### [Provided data]
##############################
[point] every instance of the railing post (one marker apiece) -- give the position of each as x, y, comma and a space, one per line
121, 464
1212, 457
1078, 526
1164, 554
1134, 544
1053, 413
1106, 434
##############################
### [Work task]
Retype the listing in full, keeping every word as it appears.

### [Answer space]
[point] every instance of the railing post (one marker apiece) -- give the position of each as x, y, comma and a space, one per line
121, 464
1212, 457
1078, 526
1164, 554
1134, 544
1053, 413
1106, 434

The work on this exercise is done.